((

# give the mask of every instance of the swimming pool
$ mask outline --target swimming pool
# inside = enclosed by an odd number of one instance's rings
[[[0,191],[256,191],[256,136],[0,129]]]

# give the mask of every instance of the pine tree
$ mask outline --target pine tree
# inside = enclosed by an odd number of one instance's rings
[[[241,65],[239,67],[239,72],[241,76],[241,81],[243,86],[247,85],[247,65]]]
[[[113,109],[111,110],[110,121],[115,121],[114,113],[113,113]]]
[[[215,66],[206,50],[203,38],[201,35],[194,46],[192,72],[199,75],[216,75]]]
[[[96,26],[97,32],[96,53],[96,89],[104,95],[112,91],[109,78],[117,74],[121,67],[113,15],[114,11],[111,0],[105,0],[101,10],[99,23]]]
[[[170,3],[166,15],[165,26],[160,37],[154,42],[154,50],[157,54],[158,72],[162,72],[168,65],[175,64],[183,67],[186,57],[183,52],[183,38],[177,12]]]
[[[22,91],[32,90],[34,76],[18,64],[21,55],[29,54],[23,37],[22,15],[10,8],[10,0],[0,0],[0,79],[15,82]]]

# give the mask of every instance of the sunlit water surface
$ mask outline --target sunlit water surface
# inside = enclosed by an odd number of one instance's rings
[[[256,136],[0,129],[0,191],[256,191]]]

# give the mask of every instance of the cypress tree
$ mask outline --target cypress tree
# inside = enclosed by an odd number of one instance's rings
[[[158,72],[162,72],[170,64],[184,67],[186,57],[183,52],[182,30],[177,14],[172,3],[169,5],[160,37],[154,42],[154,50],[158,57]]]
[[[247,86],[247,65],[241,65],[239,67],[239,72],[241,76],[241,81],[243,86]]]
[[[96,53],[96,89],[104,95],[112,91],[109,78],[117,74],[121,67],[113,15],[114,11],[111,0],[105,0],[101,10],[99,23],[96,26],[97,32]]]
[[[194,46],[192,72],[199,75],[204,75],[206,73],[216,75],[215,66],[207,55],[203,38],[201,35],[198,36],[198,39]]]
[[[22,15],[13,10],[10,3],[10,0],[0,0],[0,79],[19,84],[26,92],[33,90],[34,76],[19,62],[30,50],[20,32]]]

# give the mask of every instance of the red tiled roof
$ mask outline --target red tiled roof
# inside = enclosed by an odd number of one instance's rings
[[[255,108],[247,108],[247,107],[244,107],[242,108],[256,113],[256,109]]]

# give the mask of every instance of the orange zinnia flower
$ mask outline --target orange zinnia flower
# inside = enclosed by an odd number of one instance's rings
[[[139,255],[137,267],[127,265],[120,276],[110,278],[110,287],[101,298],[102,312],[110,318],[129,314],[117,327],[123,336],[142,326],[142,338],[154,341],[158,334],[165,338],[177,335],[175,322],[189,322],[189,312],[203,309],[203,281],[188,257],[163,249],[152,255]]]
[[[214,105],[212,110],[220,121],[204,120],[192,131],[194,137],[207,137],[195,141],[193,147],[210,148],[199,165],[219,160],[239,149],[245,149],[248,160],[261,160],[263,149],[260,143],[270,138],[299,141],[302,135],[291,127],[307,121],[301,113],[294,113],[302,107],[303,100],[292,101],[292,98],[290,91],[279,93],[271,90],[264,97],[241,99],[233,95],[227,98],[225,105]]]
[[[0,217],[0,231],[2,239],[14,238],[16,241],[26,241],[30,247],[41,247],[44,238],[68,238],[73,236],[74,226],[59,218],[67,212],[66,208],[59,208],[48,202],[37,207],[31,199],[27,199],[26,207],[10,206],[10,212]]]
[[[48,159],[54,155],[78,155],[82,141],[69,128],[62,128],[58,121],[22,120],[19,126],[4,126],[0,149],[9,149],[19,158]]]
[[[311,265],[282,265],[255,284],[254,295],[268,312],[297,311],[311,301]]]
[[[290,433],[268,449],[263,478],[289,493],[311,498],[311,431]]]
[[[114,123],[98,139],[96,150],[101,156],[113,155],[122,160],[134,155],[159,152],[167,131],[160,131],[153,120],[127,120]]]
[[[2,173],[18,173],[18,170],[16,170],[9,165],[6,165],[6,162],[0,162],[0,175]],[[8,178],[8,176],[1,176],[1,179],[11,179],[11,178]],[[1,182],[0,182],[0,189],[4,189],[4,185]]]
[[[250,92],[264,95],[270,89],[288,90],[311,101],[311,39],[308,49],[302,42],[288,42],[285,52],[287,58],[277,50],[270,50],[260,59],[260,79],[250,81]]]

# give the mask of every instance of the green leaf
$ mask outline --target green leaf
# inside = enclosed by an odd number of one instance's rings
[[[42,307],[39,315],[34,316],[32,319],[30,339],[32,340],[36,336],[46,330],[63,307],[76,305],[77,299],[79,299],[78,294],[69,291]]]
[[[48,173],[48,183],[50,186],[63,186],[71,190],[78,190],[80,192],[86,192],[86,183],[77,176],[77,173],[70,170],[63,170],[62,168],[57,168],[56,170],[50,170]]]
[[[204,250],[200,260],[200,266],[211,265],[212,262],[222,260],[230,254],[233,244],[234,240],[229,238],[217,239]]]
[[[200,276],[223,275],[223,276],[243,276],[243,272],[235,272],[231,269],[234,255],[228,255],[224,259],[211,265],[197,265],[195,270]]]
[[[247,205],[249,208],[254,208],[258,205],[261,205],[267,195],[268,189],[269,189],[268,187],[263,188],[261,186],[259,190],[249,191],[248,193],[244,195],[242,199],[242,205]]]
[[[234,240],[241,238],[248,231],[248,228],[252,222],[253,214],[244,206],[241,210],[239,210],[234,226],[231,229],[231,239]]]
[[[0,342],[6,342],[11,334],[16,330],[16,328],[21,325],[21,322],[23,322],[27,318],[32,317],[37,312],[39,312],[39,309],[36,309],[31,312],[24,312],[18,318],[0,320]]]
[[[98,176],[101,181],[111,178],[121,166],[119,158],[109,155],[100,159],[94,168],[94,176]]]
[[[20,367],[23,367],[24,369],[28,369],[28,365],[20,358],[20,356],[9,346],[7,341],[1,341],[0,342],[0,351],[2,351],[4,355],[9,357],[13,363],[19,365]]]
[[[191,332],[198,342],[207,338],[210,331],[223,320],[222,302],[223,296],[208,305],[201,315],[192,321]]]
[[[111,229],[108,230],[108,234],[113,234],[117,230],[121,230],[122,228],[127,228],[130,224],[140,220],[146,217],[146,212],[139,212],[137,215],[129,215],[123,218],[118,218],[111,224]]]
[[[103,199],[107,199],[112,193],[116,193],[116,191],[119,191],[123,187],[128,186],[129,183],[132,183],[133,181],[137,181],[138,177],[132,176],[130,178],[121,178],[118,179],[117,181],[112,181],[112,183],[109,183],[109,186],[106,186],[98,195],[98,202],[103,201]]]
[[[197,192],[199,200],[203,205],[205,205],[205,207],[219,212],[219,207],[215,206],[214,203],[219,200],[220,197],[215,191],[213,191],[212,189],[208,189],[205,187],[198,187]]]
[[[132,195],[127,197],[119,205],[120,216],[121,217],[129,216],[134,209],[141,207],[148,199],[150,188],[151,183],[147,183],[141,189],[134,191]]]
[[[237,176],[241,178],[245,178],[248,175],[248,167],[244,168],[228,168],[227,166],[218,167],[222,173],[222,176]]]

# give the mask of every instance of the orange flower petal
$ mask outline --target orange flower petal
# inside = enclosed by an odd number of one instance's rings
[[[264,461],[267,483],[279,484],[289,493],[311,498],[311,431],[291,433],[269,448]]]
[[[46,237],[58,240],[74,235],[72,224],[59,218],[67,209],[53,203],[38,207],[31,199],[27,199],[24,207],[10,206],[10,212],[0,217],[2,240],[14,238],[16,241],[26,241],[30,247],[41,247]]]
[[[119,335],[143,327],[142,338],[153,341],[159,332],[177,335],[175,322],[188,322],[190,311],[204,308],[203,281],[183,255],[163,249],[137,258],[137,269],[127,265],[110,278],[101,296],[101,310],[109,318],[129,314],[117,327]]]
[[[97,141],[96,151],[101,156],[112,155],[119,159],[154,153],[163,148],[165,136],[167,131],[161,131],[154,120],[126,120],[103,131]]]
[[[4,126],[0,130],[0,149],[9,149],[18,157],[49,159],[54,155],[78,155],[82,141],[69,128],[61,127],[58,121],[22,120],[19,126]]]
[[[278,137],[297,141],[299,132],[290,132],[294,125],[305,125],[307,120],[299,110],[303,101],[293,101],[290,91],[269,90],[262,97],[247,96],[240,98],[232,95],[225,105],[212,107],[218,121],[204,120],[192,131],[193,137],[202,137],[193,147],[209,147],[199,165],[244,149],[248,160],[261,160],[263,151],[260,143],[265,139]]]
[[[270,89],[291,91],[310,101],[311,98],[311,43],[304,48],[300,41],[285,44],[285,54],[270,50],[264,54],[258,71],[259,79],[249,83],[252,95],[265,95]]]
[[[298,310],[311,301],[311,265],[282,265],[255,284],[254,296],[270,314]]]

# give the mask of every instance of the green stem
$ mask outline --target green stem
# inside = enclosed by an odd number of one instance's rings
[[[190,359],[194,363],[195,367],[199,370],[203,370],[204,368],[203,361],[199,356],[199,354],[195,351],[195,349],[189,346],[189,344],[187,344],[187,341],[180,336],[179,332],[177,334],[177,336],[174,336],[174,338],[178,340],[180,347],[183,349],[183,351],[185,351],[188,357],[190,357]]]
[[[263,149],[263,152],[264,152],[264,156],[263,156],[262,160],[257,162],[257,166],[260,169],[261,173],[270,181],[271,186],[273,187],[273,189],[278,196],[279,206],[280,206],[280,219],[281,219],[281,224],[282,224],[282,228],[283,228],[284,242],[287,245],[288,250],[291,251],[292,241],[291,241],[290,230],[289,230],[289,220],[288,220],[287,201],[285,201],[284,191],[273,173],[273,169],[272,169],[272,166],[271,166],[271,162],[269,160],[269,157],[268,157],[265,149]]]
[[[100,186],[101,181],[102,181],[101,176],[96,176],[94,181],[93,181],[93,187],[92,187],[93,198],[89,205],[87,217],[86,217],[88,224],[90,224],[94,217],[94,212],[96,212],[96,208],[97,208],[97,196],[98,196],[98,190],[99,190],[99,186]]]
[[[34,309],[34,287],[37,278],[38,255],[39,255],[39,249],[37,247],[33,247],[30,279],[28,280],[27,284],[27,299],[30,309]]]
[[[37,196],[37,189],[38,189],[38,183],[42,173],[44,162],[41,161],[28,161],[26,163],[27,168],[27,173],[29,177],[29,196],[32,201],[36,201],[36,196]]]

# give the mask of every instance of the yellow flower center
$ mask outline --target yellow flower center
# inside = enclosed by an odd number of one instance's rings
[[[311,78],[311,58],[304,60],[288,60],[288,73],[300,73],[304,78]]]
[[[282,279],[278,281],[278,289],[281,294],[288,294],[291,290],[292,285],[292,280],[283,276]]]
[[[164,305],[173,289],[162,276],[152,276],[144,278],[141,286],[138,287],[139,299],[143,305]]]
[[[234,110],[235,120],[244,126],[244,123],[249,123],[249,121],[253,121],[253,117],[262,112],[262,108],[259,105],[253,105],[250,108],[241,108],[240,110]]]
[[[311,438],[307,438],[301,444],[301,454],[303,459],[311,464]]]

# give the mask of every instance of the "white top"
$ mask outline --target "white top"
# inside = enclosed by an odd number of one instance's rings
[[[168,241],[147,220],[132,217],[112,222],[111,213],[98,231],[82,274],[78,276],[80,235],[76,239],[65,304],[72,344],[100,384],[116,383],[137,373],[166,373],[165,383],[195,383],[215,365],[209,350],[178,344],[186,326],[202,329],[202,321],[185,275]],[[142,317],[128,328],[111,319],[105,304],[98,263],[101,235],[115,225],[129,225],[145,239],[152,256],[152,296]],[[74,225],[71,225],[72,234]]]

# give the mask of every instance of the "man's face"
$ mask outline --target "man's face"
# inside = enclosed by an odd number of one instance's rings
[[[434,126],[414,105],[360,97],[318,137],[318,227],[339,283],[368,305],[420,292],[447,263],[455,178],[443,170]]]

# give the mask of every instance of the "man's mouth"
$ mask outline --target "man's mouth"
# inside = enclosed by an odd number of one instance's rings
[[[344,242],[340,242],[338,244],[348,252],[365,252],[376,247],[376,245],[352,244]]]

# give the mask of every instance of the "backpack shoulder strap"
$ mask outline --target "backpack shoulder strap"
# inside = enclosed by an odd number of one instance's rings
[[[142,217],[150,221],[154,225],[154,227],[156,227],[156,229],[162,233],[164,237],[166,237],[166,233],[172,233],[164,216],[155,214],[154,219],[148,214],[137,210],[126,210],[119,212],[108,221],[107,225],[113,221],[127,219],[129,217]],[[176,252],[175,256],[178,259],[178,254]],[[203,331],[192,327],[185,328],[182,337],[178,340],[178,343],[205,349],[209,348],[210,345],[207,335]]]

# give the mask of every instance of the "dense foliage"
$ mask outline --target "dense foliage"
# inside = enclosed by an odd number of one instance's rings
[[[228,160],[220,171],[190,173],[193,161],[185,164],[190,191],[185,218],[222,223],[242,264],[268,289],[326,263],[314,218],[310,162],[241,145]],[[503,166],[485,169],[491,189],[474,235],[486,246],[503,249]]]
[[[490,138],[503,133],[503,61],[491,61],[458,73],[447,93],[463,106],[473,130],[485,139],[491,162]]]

))

THE REQUEST:
Print verbatim the lines of the items above, beginning with the line that contains "# give the mask of every instance of the pine" and continuing through the line that contains "[[[256,136],[0,129],[0,191],[256,191]]]", both included.

RESULT OF THIS TASK:
# give the mask of every instance of the pine tree
$ mask outline --target pine tree
# inside = enclosed by an odd number of one instance's rings
[[[241,65],[239,67],[239,72],[241,76],[241,81],[243,86],[247,85],[247,65]]]
[[[113,109],[111,110],[110,121],[115,121],[114,113],[113,113]]]
[[[215,66],[206,50],[203,38],[201,35],[194,46],[192,72],[199,75],[216,75]]]
[[[96,26],[97,32],[96,53],[96,89],[104,95],[112,91],[109,78],[117,74],[121,67],[113,15],[114,11],[111,0],[105,0],[101,10],[99,23]]]
[[[170,3],[166,15],[165,26],[160,37],[154,42],[154,50],[157,54],[158,72],[162,72],[168,65],[175,64],[183,67],[186,57],[183,52],[183,38],[177,12]]]
[[[22,91],[32,90],[34,76],[18,64],[21,55],[29,54],[23,37],[22,15],[10,8],[10,0],[0,0],[0,79],[15,82]]]

# give the mask of every instance of the sunlit water surface
$ mask outline --target sunlit water surface
# inside = enclosed by an odd number of one instance's rings
[[[256,136],[0,129],[0,191],[256,191]]]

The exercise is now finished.